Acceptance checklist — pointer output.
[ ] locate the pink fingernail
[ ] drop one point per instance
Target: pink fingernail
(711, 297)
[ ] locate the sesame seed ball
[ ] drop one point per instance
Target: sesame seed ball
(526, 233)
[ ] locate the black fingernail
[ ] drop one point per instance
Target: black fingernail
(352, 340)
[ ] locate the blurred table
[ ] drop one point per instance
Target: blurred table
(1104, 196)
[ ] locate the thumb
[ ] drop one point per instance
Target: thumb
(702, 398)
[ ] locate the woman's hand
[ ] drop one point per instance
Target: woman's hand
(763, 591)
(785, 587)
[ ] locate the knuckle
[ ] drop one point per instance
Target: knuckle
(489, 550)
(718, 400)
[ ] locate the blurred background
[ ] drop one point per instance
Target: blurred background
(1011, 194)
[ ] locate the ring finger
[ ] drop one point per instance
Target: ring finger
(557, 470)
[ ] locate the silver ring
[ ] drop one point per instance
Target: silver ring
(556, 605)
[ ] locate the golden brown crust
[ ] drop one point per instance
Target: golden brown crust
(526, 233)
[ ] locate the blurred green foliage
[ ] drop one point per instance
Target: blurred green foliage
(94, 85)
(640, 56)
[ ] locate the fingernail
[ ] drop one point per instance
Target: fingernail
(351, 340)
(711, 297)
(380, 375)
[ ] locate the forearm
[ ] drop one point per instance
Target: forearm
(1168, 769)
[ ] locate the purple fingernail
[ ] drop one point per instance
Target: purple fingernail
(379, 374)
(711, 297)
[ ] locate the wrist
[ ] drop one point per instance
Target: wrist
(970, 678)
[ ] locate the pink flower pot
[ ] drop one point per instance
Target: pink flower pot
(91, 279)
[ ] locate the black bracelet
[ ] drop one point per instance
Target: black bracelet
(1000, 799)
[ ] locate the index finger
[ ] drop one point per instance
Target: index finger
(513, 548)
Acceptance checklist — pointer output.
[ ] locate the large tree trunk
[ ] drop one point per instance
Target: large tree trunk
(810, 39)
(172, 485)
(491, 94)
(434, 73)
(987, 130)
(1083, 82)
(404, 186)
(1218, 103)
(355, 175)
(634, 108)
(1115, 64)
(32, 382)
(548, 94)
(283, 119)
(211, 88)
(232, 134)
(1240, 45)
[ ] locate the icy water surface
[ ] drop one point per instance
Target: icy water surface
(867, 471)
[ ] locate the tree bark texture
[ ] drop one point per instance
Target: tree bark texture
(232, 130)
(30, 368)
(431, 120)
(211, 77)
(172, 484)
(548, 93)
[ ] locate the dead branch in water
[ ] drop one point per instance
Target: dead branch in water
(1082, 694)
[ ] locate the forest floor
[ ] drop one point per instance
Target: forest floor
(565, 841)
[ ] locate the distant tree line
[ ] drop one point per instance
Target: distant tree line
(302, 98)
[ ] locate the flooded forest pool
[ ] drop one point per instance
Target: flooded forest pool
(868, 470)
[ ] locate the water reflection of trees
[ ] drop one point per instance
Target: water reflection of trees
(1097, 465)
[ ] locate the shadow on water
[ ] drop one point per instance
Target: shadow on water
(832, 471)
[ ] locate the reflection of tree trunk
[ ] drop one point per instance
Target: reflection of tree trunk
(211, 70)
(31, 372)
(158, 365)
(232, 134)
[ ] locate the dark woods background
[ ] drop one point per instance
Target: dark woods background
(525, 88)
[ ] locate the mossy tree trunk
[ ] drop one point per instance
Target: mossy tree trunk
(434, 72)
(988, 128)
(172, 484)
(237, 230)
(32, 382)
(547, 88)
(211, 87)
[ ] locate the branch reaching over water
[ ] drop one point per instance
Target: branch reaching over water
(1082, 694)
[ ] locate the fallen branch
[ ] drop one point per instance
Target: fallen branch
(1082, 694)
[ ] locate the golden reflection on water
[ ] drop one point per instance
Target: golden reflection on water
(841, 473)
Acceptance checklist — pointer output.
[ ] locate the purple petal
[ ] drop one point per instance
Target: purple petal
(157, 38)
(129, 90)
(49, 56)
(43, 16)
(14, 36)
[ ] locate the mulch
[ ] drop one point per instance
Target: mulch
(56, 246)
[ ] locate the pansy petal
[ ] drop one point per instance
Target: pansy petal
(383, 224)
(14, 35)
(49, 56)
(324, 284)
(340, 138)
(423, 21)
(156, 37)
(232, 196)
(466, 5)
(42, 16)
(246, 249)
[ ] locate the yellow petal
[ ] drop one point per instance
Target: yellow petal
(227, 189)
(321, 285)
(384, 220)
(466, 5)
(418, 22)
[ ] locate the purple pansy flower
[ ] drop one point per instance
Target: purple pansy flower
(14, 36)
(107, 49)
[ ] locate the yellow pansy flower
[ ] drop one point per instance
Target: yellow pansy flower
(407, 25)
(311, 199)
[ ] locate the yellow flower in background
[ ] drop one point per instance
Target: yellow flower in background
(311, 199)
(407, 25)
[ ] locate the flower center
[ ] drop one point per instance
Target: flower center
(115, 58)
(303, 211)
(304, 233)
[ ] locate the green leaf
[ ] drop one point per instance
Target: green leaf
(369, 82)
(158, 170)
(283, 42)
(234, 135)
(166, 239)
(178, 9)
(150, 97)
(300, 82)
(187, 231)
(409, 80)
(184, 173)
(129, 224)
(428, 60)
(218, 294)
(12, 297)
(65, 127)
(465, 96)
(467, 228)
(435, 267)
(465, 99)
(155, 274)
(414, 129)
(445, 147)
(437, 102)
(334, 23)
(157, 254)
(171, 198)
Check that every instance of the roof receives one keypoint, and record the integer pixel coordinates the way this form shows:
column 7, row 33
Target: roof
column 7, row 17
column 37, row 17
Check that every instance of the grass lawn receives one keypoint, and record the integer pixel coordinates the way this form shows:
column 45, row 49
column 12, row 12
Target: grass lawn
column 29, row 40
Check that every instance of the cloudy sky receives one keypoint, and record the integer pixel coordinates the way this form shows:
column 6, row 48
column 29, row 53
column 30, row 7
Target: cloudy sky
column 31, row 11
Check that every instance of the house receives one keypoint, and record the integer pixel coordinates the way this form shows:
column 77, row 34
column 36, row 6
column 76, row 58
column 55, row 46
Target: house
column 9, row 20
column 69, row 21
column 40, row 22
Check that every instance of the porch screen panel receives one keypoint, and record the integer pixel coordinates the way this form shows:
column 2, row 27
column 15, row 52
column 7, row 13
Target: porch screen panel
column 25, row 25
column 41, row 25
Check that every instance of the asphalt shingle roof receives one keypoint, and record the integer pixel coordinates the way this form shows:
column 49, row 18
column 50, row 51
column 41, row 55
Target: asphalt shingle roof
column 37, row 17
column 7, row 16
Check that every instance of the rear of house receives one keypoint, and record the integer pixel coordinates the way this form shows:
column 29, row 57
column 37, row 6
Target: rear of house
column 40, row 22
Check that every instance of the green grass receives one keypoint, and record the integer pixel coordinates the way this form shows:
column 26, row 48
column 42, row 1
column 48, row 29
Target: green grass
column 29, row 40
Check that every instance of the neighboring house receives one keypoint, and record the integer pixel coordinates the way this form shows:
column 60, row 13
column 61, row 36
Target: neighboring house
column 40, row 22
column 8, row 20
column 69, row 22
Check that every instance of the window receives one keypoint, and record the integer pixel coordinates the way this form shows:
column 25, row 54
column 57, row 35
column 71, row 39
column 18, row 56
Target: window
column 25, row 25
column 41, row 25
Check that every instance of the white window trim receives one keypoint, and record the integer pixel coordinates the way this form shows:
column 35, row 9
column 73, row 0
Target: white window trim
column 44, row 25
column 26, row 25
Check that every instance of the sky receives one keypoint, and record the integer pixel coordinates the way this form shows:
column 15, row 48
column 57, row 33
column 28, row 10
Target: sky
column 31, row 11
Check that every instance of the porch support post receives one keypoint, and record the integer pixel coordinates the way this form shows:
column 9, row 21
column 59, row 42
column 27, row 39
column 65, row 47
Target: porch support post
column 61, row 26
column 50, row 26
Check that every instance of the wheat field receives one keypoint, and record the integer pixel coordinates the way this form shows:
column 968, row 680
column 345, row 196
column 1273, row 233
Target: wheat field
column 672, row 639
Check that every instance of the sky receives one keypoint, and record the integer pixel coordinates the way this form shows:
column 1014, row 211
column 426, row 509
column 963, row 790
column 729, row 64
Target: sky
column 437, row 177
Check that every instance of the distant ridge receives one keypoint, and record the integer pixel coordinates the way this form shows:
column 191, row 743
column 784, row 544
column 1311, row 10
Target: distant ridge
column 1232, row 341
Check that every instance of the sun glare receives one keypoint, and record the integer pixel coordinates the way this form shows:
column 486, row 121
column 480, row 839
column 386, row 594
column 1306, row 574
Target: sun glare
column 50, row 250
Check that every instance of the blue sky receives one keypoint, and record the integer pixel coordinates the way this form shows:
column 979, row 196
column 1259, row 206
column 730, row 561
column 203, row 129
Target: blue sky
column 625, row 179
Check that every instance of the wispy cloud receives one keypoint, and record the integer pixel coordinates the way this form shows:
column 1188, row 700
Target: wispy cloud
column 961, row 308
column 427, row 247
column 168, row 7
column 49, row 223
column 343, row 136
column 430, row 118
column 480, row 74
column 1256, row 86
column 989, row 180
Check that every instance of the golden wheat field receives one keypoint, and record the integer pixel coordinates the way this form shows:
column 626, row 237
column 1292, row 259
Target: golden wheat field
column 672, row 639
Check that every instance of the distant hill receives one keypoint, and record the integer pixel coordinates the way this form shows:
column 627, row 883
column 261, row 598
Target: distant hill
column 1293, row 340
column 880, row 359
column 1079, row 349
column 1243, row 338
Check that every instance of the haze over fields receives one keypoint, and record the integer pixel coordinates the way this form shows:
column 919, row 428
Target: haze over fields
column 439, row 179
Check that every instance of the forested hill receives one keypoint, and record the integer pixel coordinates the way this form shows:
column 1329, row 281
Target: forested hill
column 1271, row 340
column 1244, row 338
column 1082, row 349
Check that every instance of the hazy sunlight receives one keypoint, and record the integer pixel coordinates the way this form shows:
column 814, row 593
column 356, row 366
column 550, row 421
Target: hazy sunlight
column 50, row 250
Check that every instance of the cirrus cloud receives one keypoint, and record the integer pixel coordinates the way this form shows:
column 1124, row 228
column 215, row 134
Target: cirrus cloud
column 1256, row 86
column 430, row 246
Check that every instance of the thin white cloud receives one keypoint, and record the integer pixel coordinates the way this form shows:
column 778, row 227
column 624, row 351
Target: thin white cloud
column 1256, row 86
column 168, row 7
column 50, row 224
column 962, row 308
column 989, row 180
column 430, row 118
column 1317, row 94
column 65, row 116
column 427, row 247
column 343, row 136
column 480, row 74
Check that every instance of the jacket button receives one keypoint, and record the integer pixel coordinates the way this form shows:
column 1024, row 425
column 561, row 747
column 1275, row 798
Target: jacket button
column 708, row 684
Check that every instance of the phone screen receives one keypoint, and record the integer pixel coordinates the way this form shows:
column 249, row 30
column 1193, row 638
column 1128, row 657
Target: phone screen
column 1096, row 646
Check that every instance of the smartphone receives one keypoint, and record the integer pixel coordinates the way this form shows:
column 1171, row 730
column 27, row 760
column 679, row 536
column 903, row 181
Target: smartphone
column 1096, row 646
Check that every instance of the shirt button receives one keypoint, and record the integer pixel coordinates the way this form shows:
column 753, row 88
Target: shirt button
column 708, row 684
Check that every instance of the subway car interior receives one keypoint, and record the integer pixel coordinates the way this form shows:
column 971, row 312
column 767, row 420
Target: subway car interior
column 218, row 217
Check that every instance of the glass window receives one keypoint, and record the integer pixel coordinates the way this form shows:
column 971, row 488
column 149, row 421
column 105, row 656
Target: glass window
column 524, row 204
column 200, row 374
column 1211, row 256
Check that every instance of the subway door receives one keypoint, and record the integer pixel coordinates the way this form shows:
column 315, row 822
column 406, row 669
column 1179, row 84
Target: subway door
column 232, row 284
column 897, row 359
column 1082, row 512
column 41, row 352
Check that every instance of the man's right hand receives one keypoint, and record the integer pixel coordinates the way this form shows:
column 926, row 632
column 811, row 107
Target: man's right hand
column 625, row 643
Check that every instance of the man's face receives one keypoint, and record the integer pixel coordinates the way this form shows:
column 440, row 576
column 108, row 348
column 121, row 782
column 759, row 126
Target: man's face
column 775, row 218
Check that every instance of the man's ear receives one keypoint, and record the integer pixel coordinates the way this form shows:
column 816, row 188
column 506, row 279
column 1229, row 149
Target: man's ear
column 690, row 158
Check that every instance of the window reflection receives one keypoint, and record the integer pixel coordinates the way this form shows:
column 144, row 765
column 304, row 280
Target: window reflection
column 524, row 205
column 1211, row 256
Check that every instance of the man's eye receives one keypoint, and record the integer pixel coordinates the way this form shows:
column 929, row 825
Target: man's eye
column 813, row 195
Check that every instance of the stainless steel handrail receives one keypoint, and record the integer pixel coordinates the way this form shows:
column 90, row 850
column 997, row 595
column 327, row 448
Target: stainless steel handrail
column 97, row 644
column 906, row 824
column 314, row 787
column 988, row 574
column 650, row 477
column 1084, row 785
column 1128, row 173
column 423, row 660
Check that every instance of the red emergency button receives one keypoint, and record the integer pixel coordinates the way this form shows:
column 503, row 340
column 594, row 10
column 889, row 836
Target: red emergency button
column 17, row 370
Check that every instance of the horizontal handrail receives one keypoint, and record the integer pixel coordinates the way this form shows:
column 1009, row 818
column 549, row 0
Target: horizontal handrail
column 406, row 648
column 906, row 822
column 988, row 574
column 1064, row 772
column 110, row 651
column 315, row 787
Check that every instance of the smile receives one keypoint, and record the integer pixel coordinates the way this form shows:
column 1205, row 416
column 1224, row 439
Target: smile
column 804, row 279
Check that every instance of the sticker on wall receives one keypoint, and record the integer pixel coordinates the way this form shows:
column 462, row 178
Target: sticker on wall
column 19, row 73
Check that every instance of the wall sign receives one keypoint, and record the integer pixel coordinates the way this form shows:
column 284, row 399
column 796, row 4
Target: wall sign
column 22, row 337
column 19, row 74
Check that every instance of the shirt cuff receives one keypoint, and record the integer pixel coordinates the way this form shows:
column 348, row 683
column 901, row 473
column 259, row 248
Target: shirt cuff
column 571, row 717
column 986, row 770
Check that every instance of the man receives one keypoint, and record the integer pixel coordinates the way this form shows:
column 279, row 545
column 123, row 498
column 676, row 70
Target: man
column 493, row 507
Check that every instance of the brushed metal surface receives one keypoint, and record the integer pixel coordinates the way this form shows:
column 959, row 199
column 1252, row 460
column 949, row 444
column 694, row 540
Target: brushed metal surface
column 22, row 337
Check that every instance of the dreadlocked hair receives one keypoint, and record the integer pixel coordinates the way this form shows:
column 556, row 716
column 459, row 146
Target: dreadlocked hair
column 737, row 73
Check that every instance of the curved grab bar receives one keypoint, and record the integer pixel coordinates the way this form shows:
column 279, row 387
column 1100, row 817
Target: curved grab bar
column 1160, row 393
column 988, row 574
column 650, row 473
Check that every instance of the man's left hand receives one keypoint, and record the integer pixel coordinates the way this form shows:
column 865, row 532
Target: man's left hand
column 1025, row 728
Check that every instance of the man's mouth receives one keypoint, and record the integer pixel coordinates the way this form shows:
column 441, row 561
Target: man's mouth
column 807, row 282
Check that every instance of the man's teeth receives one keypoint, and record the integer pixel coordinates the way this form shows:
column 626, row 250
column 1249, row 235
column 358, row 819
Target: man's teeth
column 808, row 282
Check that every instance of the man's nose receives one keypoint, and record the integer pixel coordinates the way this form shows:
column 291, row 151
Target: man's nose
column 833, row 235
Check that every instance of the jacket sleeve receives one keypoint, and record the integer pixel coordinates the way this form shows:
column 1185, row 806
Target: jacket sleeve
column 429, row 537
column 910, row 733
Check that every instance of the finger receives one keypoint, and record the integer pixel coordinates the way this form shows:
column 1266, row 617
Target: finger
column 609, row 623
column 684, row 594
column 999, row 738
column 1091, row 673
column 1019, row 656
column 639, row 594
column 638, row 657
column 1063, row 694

Your goal
Reproduce the lines of the data verbatim, from the line with "Check that every instance of the subway car" to the line with "column 775, row 218", both included, and nothing else.

Written solution
Check that every instance of the subway car interior receives one keypoint, and record the integer pixel coordinates the way this form shows:
column 971, row 312
column 767, row 420
Target: subway car interior
column 218, row 217
Check that every instance of the glass window receives one keypoint, and record the integer pixel coordinates the way this form shows:
column 971, row 488
column 149, row 421
column 105, row 656
Target: glass window
column 524, row 204
column 200, row 374
column 1211, row 256
Check that every instance of the subway door receives one keypoint, and record the integer pixel coordinates the way this form shows:
column 315, row 822
column 406, row 669
column 1179, row 84
Target: subway door
column 232, row 284
column 897, row 359
column 1082, row 512
column 41, row 352
Check that every instance of the man's right hand receives one keypoint, and record the integer pixel coordinates the way this form shows:
column 926, row 632
column 811, row 107
Target: man's right hand
column 625, row 643
Check that every instance of the man's face receives one keypoint, and record the integer pixel coordinates the way this form shows:
column 440, row 576
column 108, row 348
column 121, row 782
column 759, row 126
Target: man's face
column 775, row 218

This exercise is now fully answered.